◆ Materials provided:

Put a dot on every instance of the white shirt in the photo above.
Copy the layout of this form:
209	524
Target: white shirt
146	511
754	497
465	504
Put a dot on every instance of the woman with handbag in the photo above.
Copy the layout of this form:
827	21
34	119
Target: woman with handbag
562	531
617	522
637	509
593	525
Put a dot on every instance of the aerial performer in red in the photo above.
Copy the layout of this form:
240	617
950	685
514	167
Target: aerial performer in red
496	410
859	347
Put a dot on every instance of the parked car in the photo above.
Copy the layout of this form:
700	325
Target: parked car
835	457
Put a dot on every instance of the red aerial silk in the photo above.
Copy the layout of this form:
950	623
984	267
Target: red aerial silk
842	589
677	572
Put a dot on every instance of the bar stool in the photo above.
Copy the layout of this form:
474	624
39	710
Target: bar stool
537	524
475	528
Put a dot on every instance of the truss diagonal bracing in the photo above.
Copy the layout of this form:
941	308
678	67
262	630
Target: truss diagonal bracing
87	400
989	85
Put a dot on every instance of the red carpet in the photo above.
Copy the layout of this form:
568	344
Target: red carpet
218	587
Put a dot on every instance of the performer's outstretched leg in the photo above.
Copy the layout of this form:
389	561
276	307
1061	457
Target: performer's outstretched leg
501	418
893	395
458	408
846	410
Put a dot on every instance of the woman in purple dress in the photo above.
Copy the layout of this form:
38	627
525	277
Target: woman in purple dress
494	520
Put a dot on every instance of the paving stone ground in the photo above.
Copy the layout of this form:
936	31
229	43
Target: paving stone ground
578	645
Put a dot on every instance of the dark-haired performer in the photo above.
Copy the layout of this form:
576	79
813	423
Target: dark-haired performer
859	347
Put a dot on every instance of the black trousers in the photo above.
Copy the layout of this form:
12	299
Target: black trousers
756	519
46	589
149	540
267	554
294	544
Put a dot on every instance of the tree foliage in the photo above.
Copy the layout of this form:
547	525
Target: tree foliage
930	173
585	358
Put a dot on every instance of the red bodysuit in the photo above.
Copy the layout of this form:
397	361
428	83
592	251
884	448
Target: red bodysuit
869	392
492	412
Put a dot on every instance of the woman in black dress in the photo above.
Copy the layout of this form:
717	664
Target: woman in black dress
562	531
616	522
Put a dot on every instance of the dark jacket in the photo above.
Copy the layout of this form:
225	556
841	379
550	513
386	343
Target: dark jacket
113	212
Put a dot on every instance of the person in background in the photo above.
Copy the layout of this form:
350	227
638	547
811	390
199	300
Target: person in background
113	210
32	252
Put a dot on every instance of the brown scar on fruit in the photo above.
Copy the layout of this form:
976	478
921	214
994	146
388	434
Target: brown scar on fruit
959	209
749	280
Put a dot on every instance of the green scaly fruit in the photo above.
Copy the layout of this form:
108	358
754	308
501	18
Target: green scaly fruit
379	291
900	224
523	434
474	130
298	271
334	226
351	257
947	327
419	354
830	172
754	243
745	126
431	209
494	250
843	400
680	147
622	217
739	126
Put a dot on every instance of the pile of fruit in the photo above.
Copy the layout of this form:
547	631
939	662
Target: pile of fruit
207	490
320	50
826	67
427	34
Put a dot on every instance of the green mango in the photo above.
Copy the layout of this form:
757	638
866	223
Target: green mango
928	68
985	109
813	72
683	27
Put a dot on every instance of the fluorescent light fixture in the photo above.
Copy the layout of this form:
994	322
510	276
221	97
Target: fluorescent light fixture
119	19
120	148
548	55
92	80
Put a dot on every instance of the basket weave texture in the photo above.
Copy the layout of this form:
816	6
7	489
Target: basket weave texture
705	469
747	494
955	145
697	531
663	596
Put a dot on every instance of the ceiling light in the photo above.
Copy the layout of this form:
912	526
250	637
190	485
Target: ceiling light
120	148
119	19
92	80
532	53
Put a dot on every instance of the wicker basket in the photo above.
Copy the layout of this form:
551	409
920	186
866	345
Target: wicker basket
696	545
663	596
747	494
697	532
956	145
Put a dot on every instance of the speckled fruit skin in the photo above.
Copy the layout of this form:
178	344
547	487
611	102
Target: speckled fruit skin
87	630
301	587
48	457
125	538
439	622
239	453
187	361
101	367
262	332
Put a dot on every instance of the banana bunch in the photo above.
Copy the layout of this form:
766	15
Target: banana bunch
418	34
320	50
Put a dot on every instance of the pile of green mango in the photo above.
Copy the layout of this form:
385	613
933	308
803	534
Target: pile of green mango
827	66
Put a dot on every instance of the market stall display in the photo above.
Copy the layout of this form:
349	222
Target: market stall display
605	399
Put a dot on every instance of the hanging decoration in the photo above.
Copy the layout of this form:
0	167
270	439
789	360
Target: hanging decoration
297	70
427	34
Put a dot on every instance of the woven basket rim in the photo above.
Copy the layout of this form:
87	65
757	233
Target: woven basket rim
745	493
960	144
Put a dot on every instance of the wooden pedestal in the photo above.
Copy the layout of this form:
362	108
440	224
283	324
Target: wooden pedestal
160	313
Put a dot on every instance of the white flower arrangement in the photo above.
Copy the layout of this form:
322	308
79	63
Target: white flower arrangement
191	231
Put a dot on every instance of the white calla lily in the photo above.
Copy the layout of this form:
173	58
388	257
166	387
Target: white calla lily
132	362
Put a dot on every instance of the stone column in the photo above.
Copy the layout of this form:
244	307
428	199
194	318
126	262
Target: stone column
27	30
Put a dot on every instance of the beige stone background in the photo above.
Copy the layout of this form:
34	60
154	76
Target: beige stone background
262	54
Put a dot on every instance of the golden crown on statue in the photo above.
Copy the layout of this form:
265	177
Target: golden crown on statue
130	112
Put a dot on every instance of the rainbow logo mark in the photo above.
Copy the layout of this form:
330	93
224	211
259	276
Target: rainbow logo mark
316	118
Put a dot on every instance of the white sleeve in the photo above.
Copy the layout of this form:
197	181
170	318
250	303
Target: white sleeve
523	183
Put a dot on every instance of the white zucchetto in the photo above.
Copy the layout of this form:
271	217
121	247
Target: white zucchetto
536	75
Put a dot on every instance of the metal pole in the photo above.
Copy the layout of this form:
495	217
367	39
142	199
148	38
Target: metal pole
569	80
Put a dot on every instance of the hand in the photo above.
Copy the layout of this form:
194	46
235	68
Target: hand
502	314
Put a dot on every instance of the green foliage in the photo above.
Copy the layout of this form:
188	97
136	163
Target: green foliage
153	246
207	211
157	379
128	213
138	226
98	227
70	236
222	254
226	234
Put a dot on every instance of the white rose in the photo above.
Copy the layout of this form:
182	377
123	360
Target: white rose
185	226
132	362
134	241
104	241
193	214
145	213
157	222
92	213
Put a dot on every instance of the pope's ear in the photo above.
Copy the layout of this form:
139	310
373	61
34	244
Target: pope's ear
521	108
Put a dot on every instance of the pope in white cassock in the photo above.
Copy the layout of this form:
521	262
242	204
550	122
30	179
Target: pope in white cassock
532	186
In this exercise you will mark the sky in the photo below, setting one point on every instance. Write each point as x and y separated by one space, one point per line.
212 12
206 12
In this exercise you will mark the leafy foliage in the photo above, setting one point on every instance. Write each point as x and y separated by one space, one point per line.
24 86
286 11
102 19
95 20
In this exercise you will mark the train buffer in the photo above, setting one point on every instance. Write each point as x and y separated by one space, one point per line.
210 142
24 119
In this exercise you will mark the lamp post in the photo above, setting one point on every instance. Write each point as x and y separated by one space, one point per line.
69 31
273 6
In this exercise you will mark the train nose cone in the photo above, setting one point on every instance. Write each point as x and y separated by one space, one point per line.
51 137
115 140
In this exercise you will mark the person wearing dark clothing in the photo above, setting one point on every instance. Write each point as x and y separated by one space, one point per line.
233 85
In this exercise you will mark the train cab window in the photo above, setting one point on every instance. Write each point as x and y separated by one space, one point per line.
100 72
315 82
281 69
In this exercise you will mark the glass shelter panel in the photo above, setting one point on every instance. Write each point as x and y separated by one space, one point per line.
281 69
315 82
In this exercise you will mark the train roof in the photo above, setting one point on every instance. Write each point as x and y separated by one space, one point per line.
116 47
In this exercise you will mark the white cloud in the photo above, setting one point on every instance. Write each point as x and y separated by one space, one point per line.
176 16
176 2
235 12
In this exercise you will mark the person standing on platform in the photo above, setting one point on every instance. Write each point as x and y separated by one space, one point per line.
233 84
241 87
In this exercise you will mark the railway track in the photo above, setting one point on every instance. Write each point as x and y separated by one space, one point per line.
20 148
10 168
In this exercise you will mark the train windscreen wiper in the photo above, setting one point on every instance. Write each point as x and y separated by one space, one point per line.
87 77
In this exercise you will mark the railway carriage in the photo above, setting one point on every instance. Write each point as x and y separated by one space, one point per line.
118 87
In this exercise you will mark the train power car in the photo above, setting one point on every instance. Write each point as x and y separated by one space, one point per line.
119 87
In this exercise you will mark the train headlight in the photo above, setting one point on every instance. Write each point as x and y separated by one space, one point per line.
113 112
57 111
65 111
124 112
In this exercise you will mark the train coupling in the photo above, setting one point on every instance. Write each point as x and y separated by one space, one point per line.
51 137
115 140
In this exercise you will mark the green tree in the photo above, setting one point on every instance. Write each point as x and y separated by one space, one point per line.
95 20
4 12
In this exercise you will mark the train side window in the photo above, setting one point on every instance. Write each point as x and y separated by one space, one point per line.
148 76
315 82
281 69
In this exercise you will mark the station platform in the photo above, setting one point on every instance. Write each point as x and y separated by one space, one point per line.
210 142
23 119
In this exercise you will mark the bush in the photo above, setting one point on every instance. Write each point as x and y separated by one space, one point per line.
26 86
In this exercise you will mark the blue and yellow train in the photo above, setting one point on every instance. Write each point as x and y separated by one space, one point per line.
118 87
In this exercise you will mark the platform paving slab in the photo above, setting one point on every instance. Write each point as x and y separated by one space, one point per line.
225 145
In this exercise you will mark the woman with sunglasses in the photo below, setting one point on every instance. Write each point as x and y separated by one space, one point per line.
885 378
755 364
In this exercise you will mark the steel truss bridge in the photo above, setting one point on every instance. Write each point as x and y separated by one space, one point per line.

◆ Action item:
From the opening line of the data above through the line holding "Put a dot on every instance of the red carpet", give every line again exactly as it stands.

◆ Answer section:
Put a dot on every instance of the white shirt in the photo above.
Copy the layout of this form:
209	524
Target: white shirt
146	511
754	497
465	504
Put a dot on every instance of the woman with handbag in the photo above.
Copy the layout of this form:
827	21
34	119
Target: woman with handbag
562	531
617	522
637	509
593	525
Put a dot on every instance of the aerial performer in red in the photo above.
Copy the layout of this form:
240	617
950	685
514	167
Target: aerial performer in red
496	410
859	347
Put a dot on every instance of the parked car in the photo above.
Copy the layout of this form:
700	325
Target: parked car
835	457
Put a dot on every instance of the red aerial silk in the photo above.
Copy the layout of this form:
950	623
984	267
Target: red aerial silk
842	589
677	572
Put a dot on every instance of the bar stool in the photo above.
Copy the layout of this form:
474	624
39	710
Target: bar stool
537	524
475	528
Put a dot on every instance of the truss diagonal bracing in the photo above.
Copy the layout of this form:
941	308
678	67
262	630
Target: truss diagonal bracing
87	400
989	85
Put a dot on every instance of the red carpet in the photo above.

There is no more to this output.